Single-machine Deployment

Before You Begin

If you are not familiar with Firehose, read the Overview page, which should give you enough information about the main pieces involved in spinning up a Firehose environment.

Choose a reliable RPC source

In a Solana setup, the Firehose reader will fetch its block data using RPC calls. While plenty of providers offer an Solana RPC endpoint, you can also run your own RPC node for this purpose, which is out of the scope of this document (see https://docs.solanalabs.com/operations)

Note that a firehose "poller" can connect to multiple RPC sources for redundancy, and a H-A setup can contain multiple pollers that deduplicate the received blocks.

Choose your "first streamable block"

Firehose will try, by default, to fetch the blocks from genesis (block 0 on Solana) and produce the blocks from there. Depending on your use case (and RPC data availability), you may want to choose an absolute lower block from which you want to start indexing (ignoring all blocks below).

Choose your storage destination

Firehose sends blocks data in a stream AND stores it on disk. A single-machine deployment will work with local storage, but H-A setup will work best with an "object storage" service like GCS/S3 or equivalent.

Firehose creates temporary "one-block-files", then "merged-block-files". (Substreams service will also create a large amount of cache files).

The compressed merged blocks alone will consume 61GiB compressed PER DAY (22TiB per year)

Download and install the Firehose-core binary

  1. Download the latest firecore binary. Make sure you download the right binary for your computer (ARM or x86). Firehose-core is a Go project, so you can always build the binary from source.

  2. Add the firecore binary to the $PATH of your system. Verify that the command works:

$ firecore --version
firecore version v1.6.6 (Commit 26b7acc, Built 2024-11-20T18:39:14Z)

────

**TASKS AND EXERCISES**:
a: Render this sentence from the Firehose deployment guide in Spanish: "Firehose-core is a Go project, so you can always build the binary from source."
b: Extend the Firehose deployment guide past its final line, writing the next part in the same instructional style.

[Items from a dataset]
────

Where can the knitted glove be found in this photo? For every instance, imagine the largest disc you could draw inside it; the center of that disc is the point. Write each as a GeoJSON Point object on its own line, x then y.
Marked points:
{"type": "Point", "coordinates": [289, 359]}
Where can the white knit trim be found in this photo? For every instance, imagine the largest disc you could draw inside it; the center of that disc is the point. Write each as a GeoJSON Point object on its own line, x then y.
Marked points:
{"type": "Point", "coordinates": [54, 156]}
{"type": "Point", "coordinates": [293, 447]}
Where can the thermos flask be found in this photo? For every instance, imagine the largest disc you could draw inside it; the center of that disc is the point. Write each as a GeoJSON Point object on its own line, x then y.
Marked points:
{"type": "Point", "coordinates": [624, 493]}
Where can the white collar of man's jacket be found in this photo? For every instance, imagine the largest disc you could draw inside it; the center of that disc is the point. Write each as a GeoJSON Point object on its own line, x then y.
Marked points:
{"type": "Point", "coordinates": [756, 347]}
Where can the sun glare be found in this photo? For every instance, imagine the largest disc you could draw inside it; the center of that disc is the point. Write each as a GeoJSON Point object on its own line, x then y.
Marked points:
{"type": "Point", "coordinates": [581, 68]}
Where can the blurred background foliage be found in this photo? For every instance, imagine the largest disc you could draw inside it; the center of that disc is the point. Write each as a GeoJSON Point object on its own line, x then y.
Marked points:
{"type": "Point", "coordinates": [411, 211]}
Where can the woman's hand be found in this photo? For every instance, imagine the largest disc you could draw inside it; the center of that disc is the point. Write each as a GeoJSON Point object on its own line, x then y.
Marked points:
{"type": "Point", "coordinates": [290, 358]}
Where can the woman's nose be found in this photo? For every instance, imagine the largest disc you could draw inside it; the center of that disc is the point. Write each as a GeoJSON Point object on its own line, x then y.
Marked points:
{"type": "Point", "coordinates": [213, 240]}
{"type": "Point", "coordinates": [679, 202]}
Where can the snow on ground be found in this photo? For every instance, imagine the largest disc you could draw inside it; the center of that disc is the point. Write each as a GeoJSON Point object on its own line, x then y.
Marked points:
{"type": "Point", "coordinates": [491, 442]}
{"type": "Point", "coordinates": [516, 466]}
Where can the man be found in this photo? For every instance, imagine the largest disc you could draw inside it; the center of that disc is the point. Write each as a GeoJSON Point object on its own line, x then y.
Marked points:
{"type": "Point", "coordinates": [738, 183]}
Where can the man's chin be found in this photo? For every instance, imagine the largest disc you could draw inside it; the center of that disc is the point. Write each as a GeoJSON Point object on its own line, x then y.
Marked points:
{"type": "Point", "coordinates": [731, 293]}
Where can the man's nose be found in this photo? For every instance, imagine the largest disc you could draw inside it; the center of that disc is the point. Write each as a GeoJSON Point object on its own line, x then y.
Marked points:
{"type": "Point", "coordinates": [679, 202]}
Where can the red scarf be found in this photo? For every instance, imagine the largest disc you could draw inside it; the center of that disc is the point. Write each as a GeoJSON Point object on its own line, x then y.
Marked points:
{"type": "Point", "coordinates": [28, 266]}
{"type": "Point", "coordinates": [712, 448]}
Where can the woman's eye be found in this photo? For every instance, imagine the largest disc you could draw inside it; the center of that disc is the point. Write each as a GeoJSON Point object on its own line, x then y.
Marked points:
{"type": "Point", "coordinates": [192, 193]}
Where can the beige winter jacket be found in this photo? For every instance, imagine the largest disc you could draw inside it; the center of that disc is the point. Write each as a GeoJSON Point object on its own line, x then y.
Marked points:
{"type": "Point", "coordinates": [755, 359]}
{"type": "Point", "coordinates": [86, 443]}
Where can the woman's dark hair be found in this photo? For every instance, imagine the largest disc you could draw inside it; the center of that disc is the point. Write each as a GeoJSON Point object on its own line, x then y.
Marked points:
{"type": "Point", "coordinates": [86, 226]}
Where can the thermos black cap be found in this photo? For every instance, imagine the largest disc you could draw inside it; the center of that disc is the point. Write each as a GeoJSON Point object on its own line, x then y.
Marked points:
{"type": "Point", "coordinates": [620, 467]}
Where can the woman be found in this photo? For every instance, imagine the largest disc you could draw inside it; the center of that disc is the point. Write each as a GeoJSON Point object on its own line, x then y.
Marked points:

────

**RESULTS FOR THE EXERCISE**:
a: Firehose-core es un proyecto de Go, por lo que siempre puedes compilar el binario a partir del código fuente.

b:
Download and install the Firehose-solana binary

  1. Download the latest firesol binary. Make sure you download the right binary for your computer (ARM or x86). Firehose-solana is a Go project, so you can always build the binary from source.

  2. Add the firesol binary to the $PATH of your system. Verify that the command works:

$ firesol help
firesol fetching and tooling

Usage:
  firesol [command]
(...)

Start the Firehose Processes

We recommend running firehose in at least two different processes:

  • Process 1 will run the following components: reader-node, merger and relayer.

  • Process 2 will run the following components: firehose, substreams-tier1 and substreams-tier2.

These two processes will share the same folder to persist the data, which is called firehose-data by default. It is important that both processes have concurrent access to the data folder.

  1. Create a new folder, which you will be used to host all the Firehose data generated by the extraction. Make sure the folder has enough permissions to persist data in the filesystem.

$ mkdir /srv/firehose-data
  1. Create the configuration file for Process 1, called reader-merger-relayer.yaml:

start:
  args: # 1.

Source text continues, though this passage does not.